State environmental regulators have fined Chesapeake Appalachia $565,000 for three incidents at Northern Tier natural gas well sites, including an April 2011 wellhead failure in Bradford County that released thousands of gallons of wastewater into a nearby stream.

The company paid $190,000 for the failure during hydraulic fracturing of the Atgas well in Leroy Township as part of an agreement with the Department of Environmental Protection announced Thursday.

The April incident took six days to fully control and caused the company to suspend its Pennsylvania fracking operations for three weeks, regulators said. It drew national attention and raised concerns about the safety of the gas extraction process.

“The governor and I expect the highest standards to be met and when they are not, we take strong enforcement action,” DEP Secretary Michael Krancer said in a statement. “We will continue to be vigilant on that front. The protection of the state’s water is paramount.”

Environmental regulators found elevated levels of salts and barium at the confluence of a nearby stream and Towanda Creek on the day after the Bradford County spill but saw the contaminants decline to background levels over several days, DEP said.

**Task A:** In the report on the Chesapeake Appalachia fines, what was the company's $190,000 payment for, and under what arrangement was it paid?

**Records shown:**
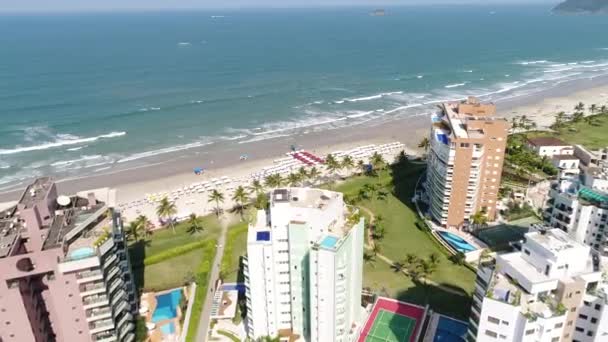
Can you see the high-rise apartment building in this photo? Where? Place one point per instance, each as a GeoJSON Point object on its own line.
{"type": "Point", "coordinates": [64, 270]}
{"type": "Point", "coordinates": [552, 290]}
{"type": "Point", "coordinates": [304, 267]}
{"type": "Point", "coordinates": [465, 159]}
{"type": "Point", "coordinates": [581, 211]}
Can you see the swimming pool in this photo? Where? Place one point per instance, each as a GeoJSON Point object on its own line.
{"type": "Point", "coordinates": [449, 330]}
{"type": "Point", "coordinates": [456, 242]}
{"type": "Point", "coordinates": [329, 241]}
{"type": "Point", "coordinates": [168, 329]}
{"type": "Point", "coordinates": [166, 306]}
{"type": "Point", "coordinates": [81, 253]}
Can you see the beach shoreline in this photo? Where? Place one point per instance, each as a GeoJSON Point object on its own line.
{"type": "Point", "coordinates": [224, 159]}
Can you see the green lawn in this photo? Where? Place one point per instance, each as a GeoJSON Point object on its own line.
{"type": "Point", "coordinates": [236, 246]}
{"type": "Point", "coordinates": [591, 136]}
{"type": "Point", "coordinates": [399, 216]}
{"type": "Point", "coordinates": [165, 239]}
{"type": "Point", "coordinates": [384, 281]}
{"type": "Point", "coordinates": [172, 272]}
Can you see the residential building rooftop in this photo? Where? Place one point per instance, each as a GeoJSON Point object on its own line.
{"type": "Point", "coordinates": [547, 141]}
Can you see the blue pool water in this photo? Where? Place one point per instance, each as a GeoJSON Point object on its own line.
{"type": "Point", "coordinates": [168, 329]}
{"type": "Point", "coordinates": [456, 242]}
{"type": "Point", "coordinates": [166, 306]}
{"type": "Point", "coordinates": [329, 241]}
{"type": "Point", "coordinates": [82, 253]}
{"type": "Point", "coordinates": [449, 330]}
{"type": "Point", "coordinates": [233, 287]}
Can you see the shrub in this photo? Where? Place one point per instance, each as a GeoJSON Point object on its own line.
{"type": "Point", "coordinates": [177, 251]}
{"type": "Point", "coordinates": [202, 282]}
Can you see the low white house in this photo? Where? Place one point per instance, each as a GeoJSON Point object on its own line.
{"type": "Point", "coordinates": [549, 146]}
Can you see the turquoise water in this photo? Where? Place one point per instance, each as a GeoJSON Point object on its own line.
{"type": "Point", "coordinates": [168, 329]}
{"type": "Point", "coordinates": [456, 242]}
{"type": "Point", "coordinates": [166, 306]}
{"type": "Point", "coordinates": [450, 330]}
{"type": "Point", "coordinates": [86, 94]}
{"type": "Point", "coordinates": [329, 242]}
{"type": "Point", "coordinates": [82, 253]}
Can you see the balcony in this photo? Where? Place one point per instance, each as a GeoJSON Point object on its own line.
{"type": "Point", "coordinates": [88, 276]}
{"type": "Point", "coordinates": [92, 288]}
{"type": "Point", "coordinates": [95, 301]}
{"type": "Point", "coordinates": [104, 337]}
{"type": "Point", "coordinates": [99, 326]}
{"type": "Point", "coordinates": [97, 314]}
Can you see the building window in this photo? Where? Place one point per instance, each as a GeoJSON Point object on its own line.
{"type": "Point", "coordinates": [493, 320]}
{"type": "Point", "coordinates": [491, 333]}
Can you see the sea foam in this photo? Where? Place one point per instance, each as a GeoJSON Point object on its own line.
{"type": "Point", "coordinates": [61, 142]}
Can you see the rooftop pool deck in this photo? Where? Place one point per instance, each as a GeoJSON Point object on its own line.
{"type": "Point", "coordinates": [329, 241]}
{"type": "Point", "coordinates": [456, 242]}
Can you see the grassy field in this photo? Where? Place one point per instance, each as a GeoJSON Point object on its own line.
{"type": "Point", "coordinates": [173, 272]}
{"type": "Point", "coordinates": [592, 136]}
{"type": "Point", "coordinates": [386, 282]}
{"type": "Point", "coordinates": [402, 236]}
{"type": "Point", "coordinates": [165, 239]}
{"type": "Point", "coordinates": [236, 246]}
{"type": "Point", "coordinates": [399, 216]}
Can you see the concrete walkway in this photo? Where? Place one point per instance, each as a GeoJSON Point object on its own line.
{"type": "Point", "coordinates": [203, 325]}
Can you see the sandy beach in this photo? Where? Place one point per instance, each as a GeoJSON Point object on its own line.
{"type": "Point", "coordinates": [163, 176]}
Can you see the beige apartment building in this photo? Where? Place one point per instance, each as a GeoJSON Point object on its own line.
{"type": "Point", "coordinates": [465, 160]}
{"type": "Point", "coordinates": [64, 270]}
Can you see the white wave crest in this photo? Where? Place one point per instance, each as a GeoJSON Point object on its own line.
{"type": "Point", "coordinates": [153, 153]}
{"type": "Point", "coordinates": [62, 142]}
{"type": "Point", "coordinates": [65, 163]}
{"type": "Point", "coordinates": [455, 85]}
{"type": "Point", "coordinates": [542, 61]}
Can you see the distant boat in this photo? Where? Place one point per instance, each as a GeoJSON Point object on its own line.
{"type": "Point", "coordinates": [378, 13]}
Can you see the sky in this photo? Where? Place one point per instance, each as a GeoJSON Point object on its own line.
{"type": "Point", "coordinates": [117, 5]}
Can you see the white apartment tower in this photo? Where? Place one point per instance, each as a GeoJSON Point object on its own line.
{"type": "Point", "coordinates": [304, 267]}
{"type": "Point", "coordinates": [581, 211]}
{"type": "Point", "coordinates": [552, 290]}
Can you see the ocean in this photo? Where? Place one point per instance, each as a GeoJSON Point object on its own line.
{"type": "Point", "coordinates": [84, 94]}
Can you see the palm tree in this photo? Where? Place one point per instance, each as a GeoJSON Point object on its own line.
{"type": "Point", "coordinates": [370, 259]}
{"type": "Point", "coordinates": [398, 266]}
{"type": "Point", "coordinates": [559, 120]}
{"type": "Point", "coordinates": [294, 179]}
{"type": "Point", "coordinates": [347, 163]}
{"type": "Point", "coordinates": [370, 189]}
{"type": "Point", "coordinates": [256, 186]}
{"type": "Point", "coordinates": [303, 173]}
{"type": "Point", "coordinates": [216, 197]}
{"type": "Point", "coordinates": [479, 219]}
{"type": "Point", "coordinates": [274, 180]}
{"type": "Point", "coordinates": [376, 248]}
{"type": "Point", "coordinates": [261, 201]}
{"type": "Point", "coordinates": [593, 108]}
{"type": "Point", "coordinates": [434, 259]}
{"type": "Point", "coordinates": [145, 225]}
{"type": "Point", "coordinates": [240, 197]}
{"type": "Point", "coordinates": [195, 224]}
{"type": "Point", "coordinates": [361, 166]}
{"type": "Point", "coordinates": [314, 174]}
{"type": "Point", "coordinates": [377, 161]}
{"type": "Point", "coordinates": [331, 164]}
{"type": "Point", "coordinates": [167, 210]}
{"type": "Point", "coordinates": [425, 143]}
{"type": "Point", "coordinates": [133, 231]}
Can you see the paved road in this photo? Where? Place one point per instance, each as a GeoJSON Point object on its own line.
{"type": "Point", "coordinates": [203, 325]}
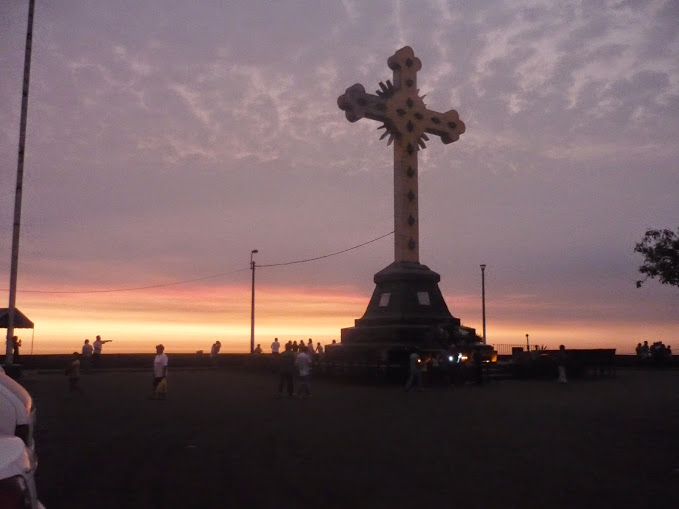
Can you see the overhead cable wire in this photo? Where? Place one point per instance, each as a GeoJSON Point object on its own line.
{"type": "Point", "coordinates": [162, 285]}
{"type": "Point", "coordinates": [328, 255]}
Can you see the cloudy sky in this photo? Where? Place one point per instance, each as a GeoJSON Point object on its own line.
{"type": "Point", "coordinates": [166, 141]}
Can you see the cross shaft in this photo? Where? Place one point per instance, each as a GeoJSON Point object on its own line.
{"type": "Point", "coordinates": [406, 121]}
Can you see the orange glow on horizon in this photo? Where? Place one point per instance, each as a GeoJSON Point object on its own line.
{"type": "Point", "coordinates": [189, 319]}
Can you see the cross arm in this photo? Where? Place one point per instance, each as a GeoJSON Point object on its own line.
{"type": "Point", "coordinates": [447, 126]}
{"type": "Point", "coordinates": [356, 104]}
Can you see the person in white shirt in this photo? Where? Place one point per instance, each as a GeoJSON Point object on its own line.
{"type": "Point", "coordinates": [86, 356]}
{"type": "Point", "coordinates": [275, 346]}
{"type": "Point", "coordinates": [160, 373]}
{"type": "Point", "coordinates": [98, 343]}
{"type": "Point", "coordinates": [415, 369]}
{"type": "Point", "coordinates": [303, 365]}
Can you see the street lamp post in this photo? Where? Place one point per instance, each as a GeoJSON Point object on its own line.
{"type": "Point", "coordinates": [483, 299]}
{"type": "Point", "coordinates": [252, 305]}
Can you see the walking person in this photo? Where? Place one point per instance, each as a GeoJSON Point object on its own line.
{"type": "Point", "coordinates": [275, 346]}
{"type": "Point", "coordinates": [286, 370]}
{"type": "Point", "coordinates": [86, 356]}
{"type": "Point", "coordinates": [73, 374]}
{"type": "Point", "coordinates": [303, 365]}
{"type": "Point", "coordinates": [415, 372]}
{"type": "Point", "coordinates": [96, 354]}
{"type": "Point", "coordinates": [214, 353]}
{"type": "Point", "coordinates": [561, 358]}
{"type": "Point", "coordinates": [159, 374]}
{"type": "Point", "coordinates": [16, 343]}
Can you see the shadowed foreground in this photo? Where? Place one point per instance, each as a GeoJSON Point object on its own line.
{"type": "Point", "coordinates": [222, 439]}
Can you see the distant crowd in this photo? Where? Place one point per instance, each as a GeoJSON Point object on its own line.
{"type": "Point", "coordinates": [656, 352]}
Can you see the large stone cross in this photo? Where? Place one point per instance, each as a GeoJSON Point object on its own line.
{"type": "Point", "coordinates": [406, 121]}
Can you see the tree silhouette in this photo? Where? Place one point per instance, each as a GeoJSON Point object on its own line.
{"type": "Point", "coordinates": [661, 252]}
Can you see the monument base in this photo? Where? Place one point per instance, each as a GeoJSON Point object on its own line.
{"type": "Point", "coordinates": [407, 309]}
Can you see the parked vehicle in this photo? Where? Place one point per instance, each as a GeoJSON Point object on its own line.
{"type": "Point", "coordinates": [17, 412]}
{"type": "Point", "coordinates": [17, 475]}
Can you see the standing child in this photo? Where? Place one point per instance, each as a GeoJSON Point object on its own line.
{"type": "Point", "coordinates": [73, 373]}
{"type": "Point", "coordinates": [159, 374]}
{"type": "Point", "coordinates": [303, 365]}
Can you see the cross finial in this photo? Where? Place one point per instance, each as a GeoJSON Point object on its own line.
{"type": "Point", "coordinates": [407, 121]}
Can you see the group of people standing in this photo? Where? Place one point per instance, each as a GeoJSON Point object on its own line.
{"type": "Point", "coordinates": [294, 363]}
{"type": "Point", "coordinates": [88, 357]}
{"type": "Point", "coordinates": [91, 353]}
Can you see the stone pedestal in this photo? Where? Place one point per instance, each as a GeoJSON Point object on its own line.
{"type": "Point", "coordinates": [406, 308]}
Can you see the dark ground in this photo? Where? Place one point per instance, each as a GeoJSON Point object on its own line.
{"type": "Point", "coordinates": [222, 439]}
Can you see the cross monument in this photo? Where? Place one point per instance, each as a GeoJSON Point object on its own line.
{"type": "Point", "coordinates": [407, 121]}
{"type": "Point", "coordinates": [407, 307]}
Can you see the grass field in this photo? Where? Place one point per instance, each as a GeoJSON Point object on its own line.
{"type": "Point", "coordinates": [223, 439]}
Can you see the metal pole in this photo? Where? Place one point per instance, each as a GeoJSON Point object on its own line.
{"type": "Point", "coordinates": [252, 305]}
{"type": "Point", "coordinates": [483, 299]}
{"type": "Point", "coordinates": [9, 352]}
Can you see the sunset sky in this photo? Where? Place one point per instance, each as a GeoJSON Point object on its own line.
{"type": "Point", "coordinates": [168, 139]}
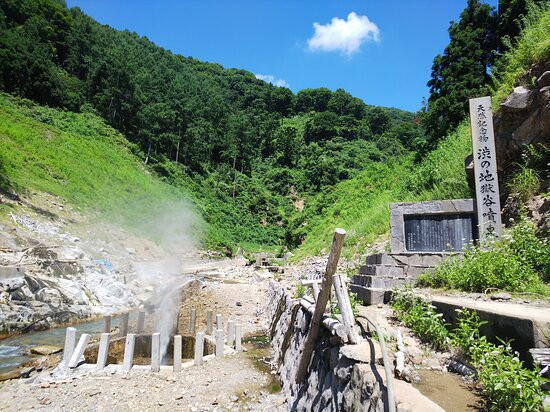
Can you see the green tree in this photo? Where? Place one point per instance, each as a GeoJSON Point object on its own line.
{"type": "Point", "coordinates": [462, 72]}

**Task B:** Pick out every row that contains the word "distant", matching its case exactly.

**Full output A:** The $190,000 was for the failure during hydraulic fracturing of the Atgas well in Leroy Township. The company paid it as part of an agreement with the Department of Environmental Protection.

**Full output B:**
Can you see the distant boat in this photo? Where? Place one point per instance, each as a GeoJSON Point object on its own line.
Can you see the distant crowd in this photo? Where? Place one point per instance, each as a GeoJSON Point object on its own line.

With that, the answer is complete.